» WORK TO DO
A – In the Chaco passage, how many rooms is Pueblo Bonito estimated to have had?
B – Please reproduce the Chaco passage word for word from "Several masonry styles" to "to the Chacoans.".

» PASSAGE GIVEN
################

In 2009, we avoided it because of its remoteness and the difficulty of getting there on unpaved roads. This time, we reversed course and decided to visit Chaco Culture National Historic Park (a mouthful, but it used to be called Chaco Canyon National Monument). This is the mother lode of all ancient Puebloan ruins, having begun building early in the 9th century and thought to have served as a major crossroads to travel and trade with peoples as far away as Mesoamerica. It is one of the cultural and archaeological treasures of the National Park Service, yet no plans, let alone funds, have been drawn up to improve access or facilities. Is this a good thing or bad? Making it easier for more tourists to come—and come they will if given the chance—would certainly have a major impact. With only a small campground for overnight stays, the vast majority of travelers can only make this a day visit. Still, visitors come from all over the world.
During my Southwest trip-planning, I made sure to secure a campsite in advance.
The most-photographed alignment in Chaco
Chaco boasts the largest preserved series of ancient Puebloan complexes. The architectural achievements alone are enough to marvel at. The scale and detail of the masonry are impressive. Five distinct styles can be seen that evolved over centuries, all using stone tools, eventually developing into a matrix of large sandstone blocks chinked with smaller stones set in mortar. To support the multi-levels above, the walls of some structures were built a yard thick at the base, then tapering as they went upward. Chaco shows signs that it had connections with civilizations as far south as Mesoamerica in some architectural influences, which means there must have been considerable travel and sharing of ideas over vast distances.
Several masonry styles are employed here
Pueblo Bonito, the most famous of the complexes, is estimated to have had around 600 rooms and 40 kivas, but archaeologists think that only a very few people lived there relative to its size, implying a residence for elites. Of course, this is all speculation because there was no written record left behind. There are other structures throughout the Chaco valley that seemed to have been inhabited by many more people. There is also evidence that Chaco engaged in trade with peoples to the south and in Mesoamerica. All this illustrates how much we don’t know about ancient America, the likely rich heritage and far-flung civilizations that left behind no records, all gone by the time Columbus arrived in the Americas. The Hopi, Zuni, Navajo and other tribes all claim ancestry to the Chacoans.

################

» PROVIDED INFORMATION
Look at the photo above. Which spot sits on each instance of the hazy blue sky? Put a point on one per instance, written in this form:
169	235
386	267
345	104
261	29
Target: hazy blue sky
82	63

################

» RESULTS BY TASK
A – Around 600 rooms.

B –
Several masonry styles are employed here
Pueblo Bonito, the most famous of the complexes, is estimated to have had around 600 rooms and 40 kivas, but archaeologists think that only a very few people lived there relative to its size, implying a residence for elites. Of course, this is all speculation because there was no written record left behind. There are other structures throughout the Chaco valley that seemed to have been inhabited by many more people. There is also evidence that Chaco engaged in trade with peoples to the south and in Mesoamerica. All this illustrates how much we don’t know about ancient America, the likely rich heritage and far-flung civilizations that left behind no records, all gone by the time Columbus arrived in the Americas. The Hopi, Zuni, Navajo and other tribes all claim ancestry to the Chacoans.